**INSTRUÇÃO DA TAREFA 1:** Indique todos os distritos que, de acordo com o texto sobre as forças armadas moçambicanas, a Renamo tentou ocupar depois da assinatura dos Acordos Gerais de Paz.
**INSTRUÇÃO DA TAREFA 2:** Resuma em duas frases o texto sobre as forças armadas moçambicanas.

Aquele senhor não pode montar
nenhum quartel, porque sabe que
isso até pode ser perigoso para
ele mesmo. Num país não podem
existir dois quartéis-generais. Só
há um quartel apenas.
Qual é a resposta às vozes que
entendem que as FADM não são
republicanas nem apartidárias,
mas obedecem à Frelimo?
Não é possível falar de Moçambique,
sem mencionar o nome da
Frelimo. A Frelimo é que criou as
Forças Populares de Libertação
Nacional para lutar contra o sistema
colonial fascista português. A
missão era conquistar a independência
e depois, a mesma Frelimo
criou as Forças Populares de
Libertação de Moçambique. Pelo
que, o nome da Frelimo está sempre
associado à história do nosso
exército.
Agora, o Acordo de Paz veio com
algumas especificidades que até
certo ponto diluíram a essência
das forças armadas moçambicanas,
mas eram questões do país que tinham
de ser aglutinadas naquele
momento.
O Governo e a Renamo fundiram
as suas forças e para acomodar as
exigências deste grupo criou-se
as Forças Armadas de Defesa de
Moçambique. Uma tropa apartidária
visto que cumpre apenas ordens
supremas.
23 anos depois a marca partidária
está a desaparecer porque de lá a
esta parte entraram muitos jovens
que não têm nada a ver com a Frelimo,
Renamo, MDM ou outro
partido. Isso só se nota nas posi-
ções de chefia, mas que também
estão a desaparecer porque vão reformando
devido à idade. Isso de
que as forças armadas obedecem
ordens partidárias é falácia.
… Mas a Renamo diz que os seus
elementos estão a ser expurgados
das FADM.
Isso não é verdade. Hoje, (quarta-
-feira) patenteamos seis oficiais-
-generais. Nesse grupo tinha
oficiais vindos do Governo e da
Renamo. Há pouco foram para reserva
cinco generais todos vindos
do Governo, mas vocês nunca falam
disso. Só há barulho quando
é alguém da Renamo. No exército
isso de partidos não existe.
Dos seis patenteados apenas um
veio da Renamo…
O problema de vocês jornalistas é
de gostar de contar.
O que falhou para que a Renamo
não fosse derrotada militarmente
na guerra dos 16 anos?
Não sei se quando fala de derrota
está a dizer que as forças governamentais
deviam lutar até conseguir
neutralizar o último homem da
Renamo. Vocês esqueceram que
depois da assinatura dos Acordos
Gerais de Paz, a Renamo tentou
ocupar os distritos de Memba, Lugela,
Angoche e em tempo recorde
as forças governamentais recuperaram
as zonas ocupadas. Foi fácil
porque havia um alvo concreto.

**DADOS APRESENTADOS:**
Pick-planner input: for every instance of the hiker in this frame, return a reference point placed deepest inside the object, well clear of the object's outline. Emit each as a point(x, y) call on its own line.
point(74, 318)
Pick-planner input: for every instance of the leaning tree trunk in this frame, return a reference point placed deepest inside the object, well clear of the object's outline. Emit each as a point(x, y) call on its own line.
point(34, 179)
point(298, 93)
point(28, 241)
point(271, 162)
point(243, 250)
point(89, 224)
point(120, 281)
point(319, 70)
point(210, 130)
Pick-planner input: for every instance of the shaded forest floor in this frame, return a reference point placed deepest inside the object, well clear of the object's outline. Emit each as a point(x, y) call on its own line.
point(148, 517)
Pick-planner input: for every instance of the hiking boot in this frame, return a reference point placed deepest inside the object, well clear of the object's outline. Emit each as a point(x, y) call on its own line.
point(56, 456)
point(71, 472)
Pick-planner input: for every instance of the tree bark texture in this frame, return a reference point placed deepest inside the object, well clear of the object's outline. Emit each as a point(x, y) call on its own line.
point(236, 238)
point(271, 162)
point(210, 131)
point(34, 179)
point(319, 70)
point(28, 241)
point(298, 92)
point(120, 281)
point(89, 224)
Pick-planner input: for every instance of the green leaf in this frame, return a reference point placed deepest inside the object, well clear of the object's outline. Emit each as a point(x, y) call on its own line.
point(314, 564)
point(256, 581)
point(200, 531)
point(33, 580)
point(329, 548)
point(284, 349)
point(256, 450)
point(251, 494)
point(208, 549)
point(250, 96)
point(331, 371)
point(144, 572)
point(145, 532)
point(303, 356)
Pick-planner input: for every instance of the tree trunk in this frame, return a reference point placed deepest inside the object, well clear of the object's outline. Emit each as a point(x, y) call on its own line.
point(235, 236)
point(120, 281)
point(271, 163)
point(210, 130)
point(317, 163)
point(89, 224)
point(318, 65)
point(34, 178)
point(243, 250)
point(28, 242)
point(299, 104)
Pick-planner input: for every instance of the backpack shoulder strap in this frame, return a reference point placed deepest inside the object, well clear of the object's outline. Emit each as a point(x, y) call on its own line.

**RESPOSTA ESPERADA 1:**
Memba
Lugela
Angoche

**RESPOSTA ESPERADA 2:** O nome da Frelimo está sempre associado à história do exército moçambicano, mas as Forças Armadas de Defesa de Moçambique, criadas quando o Governo e a Renamo fundiram as suas forças, são uma tropa apartidária, e a marca partidária está a desaparecer com a entrada de muitos jovens. O texto nega que os elementos da Renamo estejam a ser expurgados das FADM e refere que, no grupo de seis oficiais-generais patenteados, havia oficiais vindos do Governo e da Renamo.